### [SOURCE DOCUMENT]
☆ ☆ ☆ ☆
What about a piece of unique art? Well, that’s a bit different. Art can remain viable in the culture for decades or centuries. Van Gogh painted his iconic Café Terrace At Night in 1888 and promptly died two years later. How do we know who owns that precious painting today, well over a century later? That’s easy, the Kröller-Müller museum in the Netherlands does, because that is where the painting is.

But consider a contemporary equivalent. Like, I don’t know, Banksy. If Banksy wants to sell me a piece of digital art — just a a single exclusive copy — he can take my $5 million in cash and give me a high-resultion image file. Good deal, right? Well, I can copy that file for anyone I want, first of all. Banksy himself still knows that I’m the rightful “owner” but let’s say you offer me $15 million (hell yeah) how do I sell it to you? I have to tell Banksy to write down that you’re the new owner. And what if Banksy dies someday, or his house floods and the ledger is lost? A hundred years from now, who will be able to say who “owns” the image? If there’s no guarantee of ownership, I’m not going to pay $5 million for that image file, Banksy can’t make money selling digital work, and he sticks to spraypainting buildings.

NFTs solve this problem. There is no central ledger, no single company that manages the ownership in their Silicon Valley databases, which could go away when that company is acquired or goes bankrupt or gets hacked. Even the most sturdy companies are centralized and have a time horizon measured in years or decades. The internet — we think — is forever, and therefore the NFTs are too.

I want you to notice that we’ve got all this way without even mentioning blockchains, or Ethereum, or linked crypto wallets. It is very important to understand that these things are not central to the concept or value of NFTs, yet they are the mechanisms on which NFTs are currently constructed, and they are super complicated and confusing.

I’m not going to explain blockchains except to say that these are just global, distributed ledgers of ownership. You’ve heard of Bitcoin, the granddaddy of blockchains, which is like a bank ledger for its own form of currency.

Ethereum is a different blockchain, also global and distributed, and has its own form of currency, called Ether. Crucially, Ethereum is a ledger of both this currency and ownership of digital items — NFTs.

So you can transact both money and digital goods with Ethereum, and that’s what has really taken off lately. You can bid on, or buy, the ownership of digital files using Ether. Transacting these things is a huge hassle. You have to have a “crypto wallet” which is a cryptographically secure thing that indentifies you on the global ledger. You have to have some ether (ethers? Eth? I dunno) to spend, and every single thing you do, from creating a new unique item to making a bid to buying a thing to selling a thing requires paying a transaction fee, which for some inscrutable reason the Ethereum world insists on referring to as “paying for gas”. Transaction fees can range up to $100 worth of ether, depending on all sorts of variables.

Uh…. which one should I pick? Are these even legit?

To get into this ecosystem, you need to go to one of these sites that’s trying to get traction as an art and collectibles marketplace: Foundation, Rarible, or OpenSea. You have to “connect a wallet” to the site which means you have to find some other startup company to create one of these wallets with. The value (in dollars) of ether has spiked in the last few months and it is quite volatile, and you have to find a way to fund your wallet with your real dollars, which is not as easy as you’d imagine, and then do the transaction, and make sure you have enough extra to “pay for gas” at several different steps.
☆ ☆ ☆ ☆
### [DATA EXCERPT]
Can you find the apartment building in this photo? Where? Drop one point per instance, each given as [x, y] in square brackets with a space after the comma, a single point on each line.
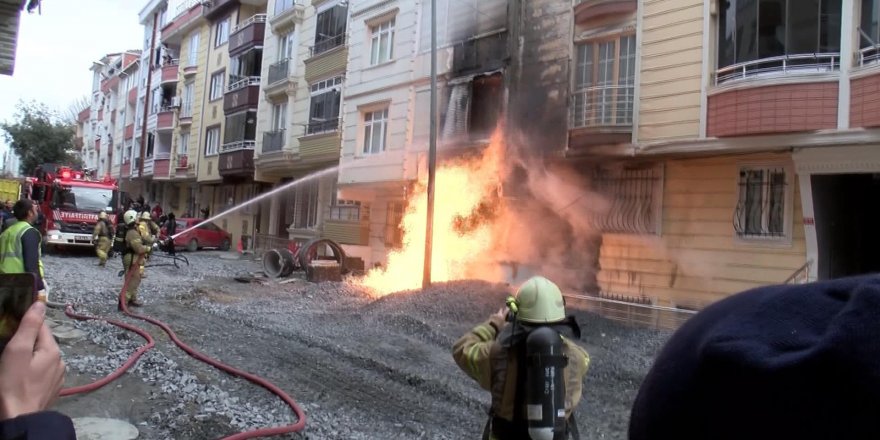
[299, 119]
☆ ☆ ☆ ☆
### [TO DO]
(a) In the NFT text, rewrite the passage from "So you can transact" up to and including "sorts of variables.", changing "global ledger" to "public ledger".
(b) Translate this sentence from the NFT text into Spanish: "Ethereum is a different blockchain, also global and distributed, and has its own form of currency, called Ether."
(c) Answer these questions using the NFT text:
(i) In what year did Van Gogh paint Café Terrace At Night?
(ii) What is Ethereum's currency called?
(iii) Which three sites are named as art and collectibles marketplaces?

### [SET OF ANSWERS]
(a)
So you can transact both money and digital goods with Ethereum, and that’s what has really taken off lately. You can bid on, or buy, the ownership of digital files using Ether. Transacting these things is a huge hassle. You have to have a “crypto wallet” which is a cryptographically secure thing that indentifies you on the public ledger. You have to have some ether (ethers? Eth? I dunno) to spend, and every single thing you do, from creating a new unique item to making a bid to buying a thing to selling a thing requires paying a transaction fee, which for some inscrutable reason the Ethereum world insists on referring to as “paying for gas”. Transaction fees can range up to $100 worth of ether, depending on all sorts of variables.

(b) Ethereum es una cadena de bloques diferente, también global y distribuida, y tiene su propia forma de moneda, llamada Ether.

(c)
(i) 1888
(ii) Ether
(iii) Foundation, Rarible, and OpenSea